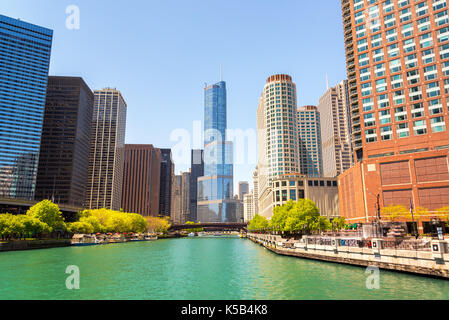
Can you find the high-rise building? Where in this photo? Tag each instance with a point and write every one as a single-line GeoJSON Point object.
{"type": "Point", "coordinates": [176, 199]}
{"type": "Point", "coordinates": [197, 170]}
{"type": "Point", "coordinates": [278, 138]}
{"type": "Point", "coordinates": [243, 189]}
{"type": "Point", "coordinates": [167, 174]}
{"type": "Point", "coordinates": [248, 207]}
{"type": "Point", "coordinates": [24, 60]}
{"type": "Point", "coordinates": [335, 130]}
{"type": "Point", "coordinates": [309, 131]}
{"type": "Point", "coordinates": [256, 190]}
{"type": "Point", "coordinates": [398, 62]}
{"type": "Point", "coordinates": [66, 134]}
{"type": "Point", "coordinates": [105, 178]}
{"type": "Point", "coordinates": [215, 188]}
{"type": "Point", "coordinates": [141, 180]}
{"type": "Point", "coordinates": [185, 195]}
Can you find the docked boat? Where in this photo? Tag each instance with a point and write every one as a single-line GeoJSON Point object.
{"type": "Point", "coordinates": [83, 240]}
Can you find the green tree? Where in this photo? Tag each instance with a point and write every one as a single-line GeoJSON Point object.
{"type": "Point", "coordinates": [33, 226]}
{"type": "Point", "coordinates": [443, 213]}
{"type": "Point", "coordinates": [49, 213]}
{"type": "Point", "coordinates": [393, 212]}
{"type": "Point", "coordinates": [339, 223]}
{"type": "Point", "coordinates": [258, 223]}
{"type": "Point", "coordinates": [81, 228]}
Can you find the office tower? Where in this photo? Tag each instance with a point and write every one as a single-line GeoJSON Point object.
{"type": "Point", "coordinates": [215, 188]}
{"type": "Point", "coordinates": [105, 178]}
{"type": "Point", "coordinates": [167, 173]}
{"type": "Point", "coordinates": [256, 189]}
{"type": "Point", "coordinates": [335, 130]}
{"type": "Point", "coordinates": [197, 170]}
{"type": "Point", "coordinates": [309, 131]}
{"type": "Point", "coordinates": [66, 134]}
{"type": "Point", "coordinates": [243, 189]}
{"type": "Point", "coordinates": [248, 207]}
{"type": "Point", "coordinates": [398, 62]}
{"type": "Point", "coordinates": [185, 196]}
{"type": "Point", "coordinates": [277, 136]}
{"type": "Point", "coordinates": [176, 199]}
{"type": "Point", "coordinates": [24, 59]}
{"type": "Point", "coordinates": [141, 179]}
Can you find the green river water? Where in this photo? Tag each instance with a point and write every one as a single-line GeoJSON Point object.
{"type": "Point", "coordinates": [215, 268]}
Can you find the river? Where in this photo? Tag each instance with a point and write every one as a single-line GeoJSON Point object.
{"type": "Point", "coordinates": [215, 268]}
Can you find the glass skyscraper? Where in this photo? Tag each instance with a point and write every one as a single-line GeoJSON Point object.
{"type": "Point", "coordinates": [24, 63]}
{"type": "Point", "coordinates": [215, 189]}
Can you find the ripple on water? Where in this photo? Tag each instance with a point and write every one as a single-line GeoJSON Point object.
{"type": "Point", "coordinates": [197, 269]}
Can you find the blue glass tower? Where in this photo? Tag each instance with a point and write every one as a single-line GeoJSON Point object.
{"type": "Point", "coordinates": [24, 62]}
{"type": "Point", "coordinates": [215, 189]}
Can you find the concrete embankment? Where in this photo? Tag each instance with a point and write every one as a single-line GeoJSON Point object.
{"type": "Point", "coordinates": [432, 262]}
{"type": "Point", "coordinates": [33, 245]}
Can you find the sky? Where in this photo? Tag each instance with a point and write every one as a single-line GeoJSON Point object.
{"type": "Point", "coordinates": [161, 53]}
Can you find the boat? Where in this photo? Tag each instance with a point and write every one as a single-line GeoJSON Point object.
{"type": "Point", "coordinates": [83, 240]}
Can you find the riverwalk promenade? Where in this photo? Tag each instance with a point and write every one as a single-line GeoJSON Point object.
{"type": "Point", "coordinates": [424, 257]}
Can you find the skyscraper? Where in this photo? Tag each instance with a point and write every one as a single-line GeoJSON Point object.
{"type": "Point", "coordinates": [24, 59]}
{"type": "Point", "coordinates": [398, 62]}
{"type": "Point", "coordinates": [243, 189]}
{"type": "Point", "coordinates": [335, 130]}
{"type": "Point", "coordinates": [167, 175]}
{"type": "Point", "coordinates": [141, 180]}
{"type": "Point", "coordinates": [278, 138]}
{"type": "Point", "coordinates": [106, 157]}
{"type": "Point", "coordinates": [309, 131]}
{"type": "Point", "coordinates": [215, 188]}
{"type": "Point", "coordinates": [66, 134]}
{"type": "Point", "coordinates": [197, 170]}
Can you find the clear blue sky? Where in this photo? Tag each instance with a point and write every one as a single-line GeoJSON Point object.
{"type": "Point", "coordinates": [160, 53]}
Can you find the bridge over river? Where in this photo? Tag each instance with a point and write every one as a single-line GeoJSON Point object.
{"type": "Point", "coordinates": [212, 226]}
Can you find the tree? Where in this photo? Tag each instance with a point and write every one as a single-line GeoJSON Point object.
{"type": "Point", "coordinates": [338, 223]}
{"type": "Point", "coordinates": [393, 212]}
{"type": "Point", "coordinates": [258, 223]}
{"type": "Point", "coordinates": [160, 225]}
{"type": "Point", "coordinates": [443, 213]}
{"type": "Point", "coordinates": [49, 213]}
{"type": "Point", "coordinates": [33, 226]}
{"type": "Point", "coordinates": [81, 228]}
{"type": "Point", "coordinates": [196, 229]}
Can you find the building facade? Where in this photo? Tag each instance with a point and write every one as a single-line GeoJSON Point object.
{"type": "Point", "coordinates": [336, 130]}
{"type": "Point", "coordinates": [185, 196]}
{"type": "Point", "coordinates": [176, 199]}
{"type": "Point", "coordinates": [309, 131]}
{"type": "Point", "coordinates": [322, 191]}
{"type": "Point", "coordinates": [66, 135]}
{"type": "Point", "coordinates": [249, 209]}
{"type": "Point", "coordinates": [256, 190]}
{"type": "Point", "coordinates": [278, 139]}
{"type": "Point", "coordinates": [398, 62]}
{"type": "Point", "coordinates": [106, 157]}
{"type": "Point", "coordinates": [197, 170]}
{"type": "Point", "coordinates": [25, 58]}
{"type": "Point", "coordinates": [141, 180]}
{"type": "Point", "coordinates": [167, 175]}
{"type": "Point", "coordinates": [215, 189]}
{"type": "Point", "coordinates": [243, 189]}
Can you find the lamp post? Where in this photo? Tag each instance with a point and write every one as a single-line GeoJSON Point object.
{"type": "Point", "coordinates": [416, 233]}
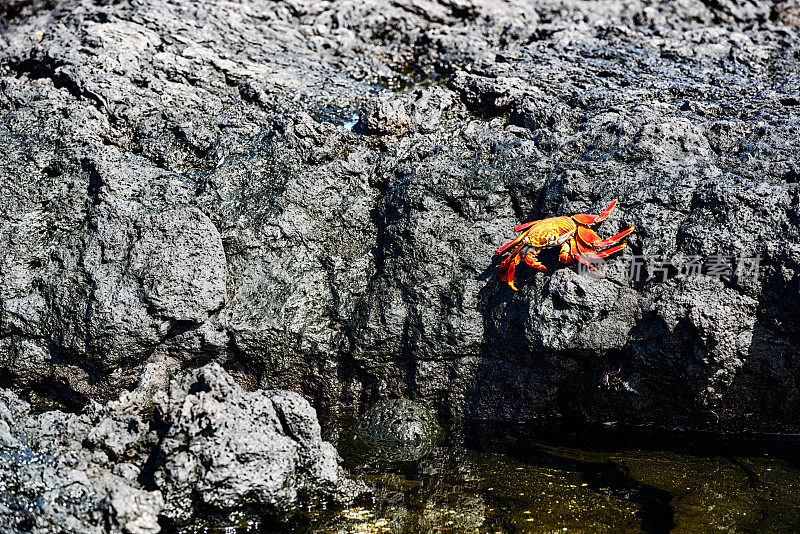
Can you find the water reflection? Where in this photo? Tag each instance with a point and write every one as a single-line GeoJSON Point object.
{"type": "Point", "coordinates": [495, 477]}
==================================================
__Task prompt__. The records must be copied with no word altered, and without their pictures.

__Answer space__.
Can you find the high-rise building? Where in this photo? Tag each instance with a point and write every one as a single-line GeoJSON Point object.
{"type": "Point", "coordinates": [176, 199]}
{"type": "Point", "coordinates": [197, 170]}
{"type": "Point", "coordinates": [278, 138]}
{"type": "Point", "coordinates": [243, 189]}
{"type": "Point", "coordinates": [167, 174]}
{"type": "Point", "coordinates": [248, 207]}
{"type": "Point", "coordinates": [24, 60]}
{"type": "Point", "coordinates": [335, 130]}
{"type": "Point", "coordinates": [309, 131]}
{"type": "Point", "coordinates": [256, 190]}
{"type": "Point", "coordinates": [398, 62]}
{"type": "Point", "coordinates": [66, 134]}
{"type": "Point", "coordinates": [105, 178]}
{"type": "Point", "coordinates": [215, 188]}
{"type": "Point", "coordinates": [141, 180]}
{"type": "Point", "coordinates": [185, 195]}
Can you find the docked boat? Where in this photo? Tag each instance with a point and write every one as a single-line GeoJSON Point object.
{"type": "Point", "coordinates": [83, 240]}
Can you find the green tree? Where in this photo? Tag each instance with a point and write every one as a single-line GeoJSON Point object.
{"type": "Point", "coordinates": [33, 226]}
{"type": "Point", "coordinates": [443, 213]}
{"type": "Point", "coordinates": [49, 213]}
{"type": "Point", "coordinates": [393, 212]}
{"type": "Point", "coordinates": [339, 223]}
{"type": "Point", "coordinates": [258, 223]}
{"type": "Point", "coordinates": [81, 228]}
Can you find the office tower? Where in this photo? Tag each instance with a point and write every one as a single-line GeoJSON Point object.
{"type": "Point", "coordinates": [215, 188]}
{"type": "Point", "coordinates": [105, 178]}
{"type": "Point", "coordinates": [167, 173]}
{"type": "Point", "coordinates": [256, 189]}
{"type": "Point", "coordinates": [335, 130]}
{"type": "Point", "coordinates": [197, 170]}
{"type": "Point", "coordinates": [309, 131]}
{"type": "Point", "coordinates": [66, 134]}
{"type": "Point", "coordinates": [243, 189]}
{"type": "Point", "coordinates": [248, 207]}
{"type": "Point", "coordinates": [398, 62]}
{"type": "Point", "coordinates": [185, 196]}
{"type": "Point", "coordinates": [277, 136]}
{"type": "Point", "coordinates": [176, 199]}
{"type": "Point", "coordinates": [24, 59]}
{"type": "Point", "coordinates": [141, 179]}
Can you find the green river water? Where in this photo? Tag each instance with a point and write every one as a single-line GeoJSON Point object.
{"type": "Point", "coordinates": [215, 268]}
Can you find the river? Where in this photo? Tag each instance with a point and write every one as a single-line GeoJSON Point object.
{"type": "Point", "coordinates": [215, 268]}
Can you find the glass skyscraper? Where in this photo? Tag each instance with a point and write every one as a single-line GeoJSON Point object.
{"type": "Point", "coordinates": [24, 63]}
{"type": "Point", "coordinates": [215, 189]}
Can you find the ripple on water? Where in this photo? Tag each instance with a point and write every one as a single-line GeoJSON Point object.
{"type": "Point", "coordinates": [197, 269]}
Can you find the blue glass tower? Where in this photo? Tag each instance with a point and write every one as a single-line GeoJSON Point object.
{"type": "Point", "coordinates": [24, 62]}
{"type": "Point", "coordinates": [215, 189]}
Can you find the concrete embankment? Where in this photo? Tag each instance with a point and write every one as a single-line GeoJSON Point object.
{"type": "Point", "coordinates": [432, 262]}
{"type": "Point", "coordinates": [33, 245]}
Can you find the sky? Where in this photo? Tag each instance with a point and write every one as a single-line GeoJSON Point object.
{"type": "Point", "coordinates": [161, 53]}
Can you find the boat? Where in this photo? Tag each instance with a point and write every one as a single-line GeoJSON Point object.
{"type": "Point", "coordinates": [83, 240]}
Can you find the riverwalk promenade? Where in this photo? Tag each instance with a point and write every one as a single-line GeoJSON Point object.
{"type": "Point", "coordinates": [424, 257]}
Can you find the skyscraper? Where in this photo? Tag each instance with a point and write every one as a single-line GeoJSON Point object.
{"type": "Point", "coordinates": [24, 59]}
{"type": "Point", "coordinates": [398, 62]}
{"type": "Point", "coordinates": [243, 189]}
{"type": "Point", "coordinates": [335, 130]}
{"type": "Point", "coordinates": [167, 175]}
{"type": "Point", "coordinates": [141, 180]}
{"type": "Point", "coordinates": [278, 138]}
{"type": "Point", "coordinates": [106, 157]}
{"type": "Point", "coordinates": [309, 131]}
{"type": "Point", "coordinates": [215, 188]}
{"type": "Point", "coordinates": [66, 134]}
{"type": "Point", "coordinates": [197, 170]}
Can you find the clear blue sky? Where in this photo? Tag each instance with a point and write every one as a single-line GeoJSON Point object.
{"type": "Point", "coordinates": [160, 53]}
Can you find the bridge over river? Where in this photo? Tag each instance with a point and write every one as a single-line GeoJSON Point object.
{"type": "Point", "coordinates": [212, 226]}
Can you find the tree? Where in this photo? Tag each instance with a point and write every one as a single-line GeoJSON Point object.
{"type": "Point", "coordinates": [338, 223]}
{"type": "Point", "coordinates": [393, 212]}
{"type": "Point", "coordinates": [258, 223]}
{"type": "Point", "coordinates": [160, 225]}
{"type": "Point", "coordinates": [443, 213]}
{"type": "Point", "coordinates": [49, 213]}
{"type": "Point", "coordinates": [33, 226]}
{"type": "Point", "coordinates": [81, 228]}
{"type": "Point", "coordinates": [196, 229]}
Can you find the building facade? Where in this photo? Tag each instance with a point and write every one as a single-line GeoJSON Point object.
{"type": "Point", "coordinates": [336, 130]}
{"type": "Point", "coordinates": [185, 196]}
{"type": "Point", "coordinates": [176, 199]}
{"type": "Point", "coordinates": [309, 131]}
{"type": "Point", "coordinates": [322, 191]}
{"type": "Point", "coordinates": [66, 135]}
{"type": "Point", "coordinates": [249, 209]}
{"type": "Point", "coordinates": [256, 190]}
{"type": "Point", "coordinates": [278, 139]}
{"type": "Point", "coordinates": [398, 62]}
{"type": "Point", "coordinates": [106, 157]}
{"type": "Point", "coordinates": [197, 170]}
{"type": "Point", "coordinates": [25, 58]}
{"type": "Point", "coordinates": [141, 180]}
{"type": "Point", "coordinates": [167, 175]}
{"type": "Point", "coordinates": [215, 189]}
{"type": "Point", "coordinates": [243, 189]}
Can you find the lamp post? Where in this photo? Tag each instance with a point and write every one as a single-line GeoJSON Point object.
{"type": "Point", "coordinates": [416, 233]}
Can you find the water reflection? Where in this photo? Tag each instance with a point and write every one as a single-line GeoJSON Point object.
{"type": "Point", "coordinates": [495, 477]}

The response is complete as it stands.